# Ejercicio planteado
Prosigue el texto sobre la renovación del paradigma emancipador a partir de su última oración.

-------- Fragmento de lectura

La renovación del paradigma emancipador
Si se
comparte tal aspiración y se quiere realizar un tal análisis, se debe comenzar por admitir la crisis del paradigma
emancipador y que ésta nos afecta y concierne a todas los explotados y dominados. Aunque, por razones evidentes, es a
cuantos seguimos denunciando y combatiendo la explotación y la dominación que debería concernir de manera más directa y
acuciante. Es decir: tanto a los que aún siguen creyendo que, para acabar con el capitalismo e instaurar el socialismo,
sigue siendo necesaria la toma del poder, como a los que siguen considerando que se puede conseguir eso sin pasar por el
poder –aunque, entre éstos, los hay que siguen creyendo ineluctable, in fine, una confrontación violenta con el
capitalismo para el triunfo de la Revolución… Y eso a pesar de que, después del “siglo de los extremos” y sus calamitosas
experiencias, esa palabra perdió su encanto emancipador y quedó identificada con una violencia cuyo desencadenamiento
suscita, muy justamente, temores hasta en el seno de la clase explotada. ¿Cómo pues seguir “entonándola sin someterla a
examen, como si nada hubiera pasado, sin volver a sopesar su significado”? Tras haber sido desacralizada, ¿cómo recaer de
nuevo en la creencia?

----------------
-------- Datos guardados

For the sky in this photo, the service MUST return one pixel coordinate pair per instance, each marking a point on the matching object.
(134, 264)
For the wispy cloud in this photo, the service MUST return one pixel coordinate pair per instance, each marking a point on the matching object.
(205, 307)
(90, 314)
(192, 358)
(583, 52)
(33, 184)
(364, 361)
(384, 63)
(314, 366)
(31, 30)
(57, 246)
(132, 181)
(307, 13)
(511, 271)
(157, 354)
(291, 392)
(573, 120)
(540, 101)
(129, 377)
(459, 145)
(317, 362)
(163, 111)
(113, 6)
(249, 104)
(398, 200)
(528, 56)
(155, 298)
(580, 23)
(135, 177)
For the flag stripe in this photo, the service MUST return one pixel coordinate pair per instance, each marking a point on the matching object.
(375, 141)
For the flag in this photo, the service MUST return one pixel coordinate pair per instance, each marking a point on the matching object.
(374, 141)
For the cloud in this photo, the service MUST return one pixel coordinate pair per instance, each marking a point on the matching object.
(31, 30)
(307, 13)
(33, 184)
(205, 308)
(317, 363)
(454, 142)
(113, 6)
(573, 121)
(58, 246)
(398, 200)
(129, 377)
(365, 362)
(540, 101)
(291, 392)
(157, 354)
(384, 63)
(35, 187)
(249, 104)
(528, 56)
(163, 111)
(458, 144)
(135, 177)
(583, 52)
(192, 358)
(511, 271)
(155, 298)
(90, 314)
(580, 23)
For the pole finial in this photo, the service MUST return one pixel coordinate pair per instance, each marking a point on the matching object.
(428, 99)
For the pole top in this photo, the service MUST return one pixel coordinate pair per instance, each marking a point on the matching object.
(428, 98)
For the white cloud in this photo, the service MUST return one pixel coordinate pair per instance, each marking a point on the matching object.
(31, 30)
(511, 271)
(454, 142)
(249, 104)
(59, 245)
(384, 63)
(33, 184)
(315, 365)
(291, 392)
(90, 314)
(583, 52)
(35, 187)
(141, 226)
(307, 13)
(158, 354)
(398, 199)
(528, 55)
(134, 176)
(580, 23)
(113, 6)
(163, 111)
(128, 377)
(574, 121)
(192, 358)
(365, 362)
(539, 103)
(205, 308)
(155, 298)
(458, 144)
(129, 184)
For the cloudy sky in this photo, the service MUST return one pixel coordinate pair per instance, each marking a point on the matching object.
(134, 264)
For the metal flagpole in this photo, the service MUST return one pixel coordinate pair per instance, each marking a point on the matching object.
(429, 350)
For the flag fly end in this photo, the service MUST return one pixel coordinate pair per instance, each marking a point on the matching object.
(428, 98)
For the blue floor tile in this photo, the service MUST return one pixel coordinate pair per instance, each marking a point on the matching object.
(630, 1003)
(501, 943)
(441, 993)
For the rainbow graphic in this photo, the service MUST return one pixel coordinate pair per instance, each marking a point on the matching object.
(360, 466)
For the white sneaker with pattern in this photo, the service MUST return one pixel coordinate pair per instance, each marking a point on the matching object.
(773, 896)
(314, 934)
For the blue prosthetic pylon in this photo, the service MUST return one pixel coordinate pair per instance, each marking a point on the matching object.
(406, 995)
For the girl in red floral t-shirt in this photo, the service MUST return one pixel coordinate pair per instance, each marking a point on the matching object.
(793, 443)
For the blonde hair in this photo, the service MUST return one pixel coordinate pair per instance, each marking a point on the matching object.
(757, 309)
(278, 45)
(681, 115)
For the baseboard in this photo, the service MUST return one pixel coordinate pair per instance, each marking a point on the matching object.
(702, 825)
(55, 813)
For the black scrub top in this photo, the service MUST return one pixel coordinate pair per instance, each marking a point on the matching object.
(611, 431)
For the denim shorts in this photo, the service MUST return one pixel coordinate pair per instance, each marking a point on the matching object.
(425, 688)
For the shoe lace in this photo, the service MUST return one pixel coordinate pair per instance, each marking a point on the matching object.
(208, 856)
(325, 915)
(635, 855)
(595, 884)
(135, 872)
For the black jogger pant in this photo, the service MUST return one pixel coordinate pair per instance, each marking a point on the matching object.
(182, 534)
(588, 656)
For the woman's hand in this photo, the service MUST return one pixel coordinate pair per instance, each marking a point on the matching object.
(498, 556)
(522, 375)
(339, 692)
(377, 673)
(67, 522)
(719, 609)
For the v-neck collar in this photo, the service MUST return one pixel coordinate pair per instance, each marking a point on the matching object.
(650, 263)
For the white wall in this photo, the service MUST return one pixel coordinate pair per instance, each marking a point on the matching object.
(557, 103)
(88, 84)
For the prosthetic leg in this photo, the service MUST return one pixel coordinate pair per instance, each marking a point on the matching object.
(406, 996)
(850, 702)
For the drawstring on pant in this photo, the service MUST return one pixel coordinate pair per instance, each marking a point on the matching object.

----------------

# Respuesta
Parecería pues lógico que este análisis, esta reflexión, interese a las dos grandes
corrientes del movimiento emancipador. Esas corrientes, de pensamiento y acción, que, desde la Primera Internacional,
intentaron cambiar el rumbo de la historia y poner fin al sistema capitalista a través de sus respectivas praxis
revolucionarias. No sólo porque ni el marxismo ni el anarquismo no han podido conseguir su objetivo emancipador hasta el
día de hoy sino también porque son muchas las consecuencias a sacar del fracaso de sus tentativas por conseguirlo y de la
difícil y complicada situación del mundo de hoy. Pues, se diga lo que se diga para explicar y justificar esos fracasos, el
desarrollo del capitalismo contemporáneo ha probado que no es la propiedad privada de los medios de producción y de
intercambio la que le ha permitido triunfar y mantener los hechizos del capital y sus prodigios místicos sobre las masas
laboriosas. Lo que está en el origen de tal hechizo y que ha permitido al capitalismo intensificar sus formas de dominación
es el hecho de que también los movimientos emancipadores (partidos y sindicatos) han fundado el bienestar, el «vivir bien»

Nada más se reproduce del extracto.